# Task material:
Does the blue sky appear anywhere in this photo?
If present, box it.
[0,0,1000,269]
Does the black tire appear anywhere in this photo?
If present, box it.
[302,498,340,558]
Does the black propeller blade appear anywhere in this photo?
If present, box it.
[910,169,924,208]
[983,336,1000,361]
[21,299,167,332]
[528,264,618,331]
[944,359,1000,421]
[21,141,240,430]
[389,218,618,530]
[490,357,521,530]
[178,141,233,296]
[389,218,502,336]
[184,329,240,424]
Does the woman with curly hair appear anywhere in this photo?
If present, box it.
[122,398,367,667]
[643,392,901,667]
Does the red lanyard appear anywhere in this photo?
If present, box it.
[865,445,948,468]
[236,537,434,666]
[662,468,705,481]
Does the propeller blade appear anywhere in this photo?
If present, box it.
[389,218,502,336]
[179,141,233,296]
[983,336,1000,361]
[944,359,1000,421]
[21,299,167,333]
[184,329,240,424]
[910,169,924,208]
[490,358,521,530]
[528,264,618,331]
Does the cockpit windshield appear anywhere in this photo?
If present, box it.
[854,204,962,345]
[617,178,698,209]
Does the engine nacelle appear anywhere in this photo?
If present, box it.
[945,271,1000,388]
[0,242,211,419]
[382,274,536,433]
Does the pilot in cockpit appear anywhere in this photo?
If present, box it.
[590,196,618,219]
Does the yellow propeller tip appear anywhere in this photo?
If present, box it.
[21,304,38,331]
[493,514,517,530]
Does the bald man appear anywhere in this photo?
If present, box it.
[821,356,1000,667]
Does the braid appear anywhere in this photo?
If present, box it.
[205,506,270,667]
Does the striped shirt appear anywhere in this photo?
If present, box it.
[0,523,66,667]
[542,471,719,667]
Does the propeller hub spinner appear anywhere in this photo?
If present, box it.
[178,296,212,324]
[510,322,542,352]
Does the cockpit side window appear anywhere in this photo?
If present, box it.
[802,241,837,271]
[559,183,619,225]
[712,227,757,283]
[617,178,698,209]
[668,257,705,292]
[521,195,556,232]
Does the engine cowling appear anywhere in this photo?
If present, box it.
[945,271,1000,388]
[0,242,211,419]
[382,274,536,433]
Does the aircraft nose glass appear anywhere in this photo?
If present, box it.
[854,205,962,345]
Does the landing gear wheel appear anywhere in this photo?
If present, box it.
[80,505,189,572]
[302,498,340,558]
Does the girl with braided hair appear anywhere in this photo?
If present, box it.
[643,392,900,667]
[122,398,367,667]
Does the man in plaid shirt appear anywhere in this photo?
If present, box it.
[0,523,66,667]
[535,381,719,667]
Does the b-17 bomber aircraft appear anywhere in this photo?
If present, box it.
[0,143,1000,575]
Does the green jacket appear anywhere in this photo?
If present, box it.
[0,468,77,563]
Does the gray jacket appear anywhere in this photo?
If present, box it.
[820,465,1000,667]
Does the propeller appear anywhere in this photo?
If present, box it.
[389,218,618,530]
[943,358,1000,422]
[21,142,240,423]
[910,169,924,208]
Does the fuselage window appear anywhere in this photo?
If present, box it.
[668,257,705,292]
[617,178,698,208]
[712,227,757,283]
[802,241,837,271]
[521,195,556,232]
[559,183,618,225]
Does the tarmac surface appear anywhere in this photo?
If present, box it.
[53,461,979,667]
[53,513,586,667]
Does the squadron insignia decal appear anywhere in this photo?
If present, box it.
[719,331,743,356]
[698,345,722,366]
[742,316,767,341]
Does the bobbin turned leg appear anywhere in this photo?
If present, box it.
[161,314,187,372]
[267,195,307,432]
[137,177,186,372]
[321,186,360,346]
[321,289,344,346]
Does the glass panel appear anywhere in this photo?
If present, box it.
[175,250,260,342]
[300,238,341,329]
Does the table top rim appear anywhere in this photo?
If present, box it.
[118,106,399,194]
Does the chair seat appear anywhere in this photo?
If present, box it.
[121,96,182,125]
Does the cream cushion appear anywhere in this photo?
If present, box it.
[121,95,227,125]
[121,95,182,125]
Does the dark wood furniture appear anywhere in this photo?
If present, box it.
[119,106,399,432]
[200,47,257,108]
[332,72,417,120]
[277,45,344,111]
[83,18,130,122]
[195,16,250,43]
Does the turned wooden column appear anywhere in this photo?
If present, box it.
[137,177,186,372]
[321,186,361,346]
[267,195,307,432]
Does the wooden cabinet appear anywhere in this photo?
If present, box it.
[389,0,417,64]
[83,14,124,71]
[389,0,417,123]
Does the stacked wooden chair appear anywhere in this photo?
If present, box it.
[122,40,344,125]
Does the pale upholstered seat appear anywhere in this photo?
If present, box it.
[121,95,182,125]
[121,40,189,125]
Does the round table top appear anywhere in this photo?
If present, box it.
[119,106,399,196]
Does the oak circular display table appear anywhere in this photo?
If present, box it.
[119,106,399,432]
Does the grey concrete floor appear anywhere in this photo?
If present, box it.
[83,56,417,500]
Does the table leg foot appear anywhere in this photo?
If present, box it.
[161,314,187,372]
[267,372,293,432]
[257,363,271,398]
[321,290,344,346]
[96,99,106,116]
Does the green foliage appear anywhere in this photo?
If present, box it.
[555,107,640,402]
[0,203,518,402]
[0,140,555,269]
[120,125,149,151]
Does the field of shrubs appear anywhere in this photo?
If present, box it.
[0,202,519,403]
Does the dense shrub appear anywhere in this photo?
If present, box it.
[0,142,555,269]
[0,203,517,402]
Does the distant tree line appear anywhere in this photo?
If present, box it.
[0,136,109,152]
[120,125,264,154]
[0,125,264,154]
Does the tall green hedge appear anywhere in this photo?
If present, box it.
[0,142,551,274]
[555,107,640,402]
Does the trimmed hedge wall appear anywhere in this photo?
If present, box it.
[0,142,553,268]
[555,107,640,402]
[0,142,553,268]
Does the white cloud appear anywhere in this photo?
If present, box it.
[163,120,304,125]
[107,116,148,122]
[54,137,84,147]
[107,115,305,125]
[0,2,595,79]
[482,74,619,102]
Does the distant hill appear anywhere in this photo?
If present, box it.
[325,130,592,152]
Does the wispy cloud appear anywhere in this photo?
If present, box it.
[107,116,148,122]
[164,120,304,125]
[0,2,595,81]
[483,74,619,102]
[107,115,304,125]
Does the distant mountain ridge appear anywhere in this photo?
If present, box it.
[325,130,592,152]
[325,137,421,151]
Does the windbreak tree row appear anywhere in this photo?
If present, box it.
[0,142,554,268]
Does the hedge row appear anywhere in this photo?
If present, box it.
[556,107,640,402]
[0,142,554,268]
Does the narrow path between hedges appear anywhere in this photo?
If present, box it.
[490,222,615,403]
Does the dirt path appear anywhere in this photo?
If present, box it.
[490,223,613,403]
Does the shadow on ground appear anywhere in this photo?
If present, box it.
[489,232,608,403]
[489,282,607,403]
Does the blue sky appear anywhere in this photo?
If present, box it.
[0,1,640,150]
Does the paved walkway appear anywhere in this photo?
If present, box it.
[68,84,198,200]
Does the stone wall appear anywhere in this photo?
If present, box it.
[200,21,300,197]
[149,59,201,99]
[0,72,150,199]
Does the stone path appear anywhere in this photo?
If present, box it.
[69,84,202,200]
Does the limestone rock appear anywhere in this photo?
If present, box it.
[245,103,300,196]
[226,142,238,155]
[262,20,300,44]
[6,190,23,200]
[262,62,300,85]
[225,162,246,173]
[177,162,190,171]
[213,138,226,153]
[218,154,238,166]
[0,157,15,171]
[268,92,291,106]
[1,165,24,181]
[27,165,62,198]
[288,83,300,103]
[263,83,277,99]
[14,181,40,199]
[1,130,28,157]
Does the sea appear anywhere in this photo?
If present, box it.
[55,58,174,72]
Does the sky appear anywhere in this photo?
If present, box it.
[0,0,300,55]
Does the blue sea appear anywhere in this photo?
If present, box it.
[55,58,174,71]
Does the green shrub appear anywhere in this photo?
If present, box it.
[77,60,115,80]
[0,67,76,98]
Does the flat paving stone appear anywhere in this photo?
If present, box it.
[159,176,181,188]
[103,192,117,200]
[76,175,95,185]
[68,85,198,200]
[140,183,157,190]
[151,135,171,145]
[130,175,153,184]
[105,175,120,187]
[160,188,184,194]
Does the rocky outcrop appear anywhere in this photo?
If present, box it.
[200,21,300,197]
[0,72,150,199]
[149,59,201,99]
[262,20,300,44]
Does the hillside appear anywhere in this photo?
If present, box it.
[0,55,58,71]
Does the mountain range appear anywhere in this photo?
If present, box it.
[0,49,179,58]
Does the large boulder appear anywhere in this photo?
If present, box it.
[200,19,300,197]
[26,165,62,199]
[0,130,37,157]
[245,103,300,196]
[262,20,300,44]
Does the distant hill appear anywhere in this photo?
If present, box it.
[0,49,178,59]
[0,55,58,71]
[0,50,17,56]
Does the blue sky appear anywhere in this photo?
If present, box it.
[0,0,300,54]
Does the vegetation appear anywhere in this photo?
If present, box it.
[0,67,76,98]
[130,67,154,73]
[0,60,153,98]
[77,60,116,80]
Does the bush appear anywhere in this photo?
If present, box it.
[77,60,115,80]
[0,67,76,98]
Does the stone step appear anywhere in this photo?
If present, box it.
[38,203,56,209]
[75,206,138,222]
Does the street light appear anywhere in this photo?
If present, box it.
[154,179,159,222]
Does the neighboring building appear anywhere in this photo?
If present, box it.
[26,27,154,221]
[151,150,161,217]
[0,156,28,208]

# What you will do:
Duplicate the lines of the records above, starting at the line that contains "Does the propeller blade" and ending at the line that contains "[205,506,270,667]", with both of those lines included.

# Expected answer:
Does the propeller blade appear anywhere in this photo?
If present, box it.
[389,218,502,336]
[179,141,233,296]
[983,336,1000,361]
[944,359,1000,421]
[21,299,167,333]
[184,329,240,424]
[910,169,924,208]
[490,358,521,530]
[528,264,618,331]
Does the cockpit windshield appear anywhere in this photo?
If present, box it.
[854,204,962,345]
[617,178,698,209]
Does the engine nacelle appear anywhere in this photo?
If present, box it.
[945,271,1000,388]
[0,242,211,419]
[382,274,536,433]
Does the pilot in cockpit appear anywhere in this photo?
If present, box it.
[590,196,618,219]
Does the yellow propeller tip appear anywhere in this photo?
If present, box it.
[21,304,38,331]
[493,514,517,530]
Does the bald man appear anywhere in this photo?
If present, box it.
[821,356,1000,667]
Does the braid appear anywhere in this photo?
If present, box it.
[205,506,270,667]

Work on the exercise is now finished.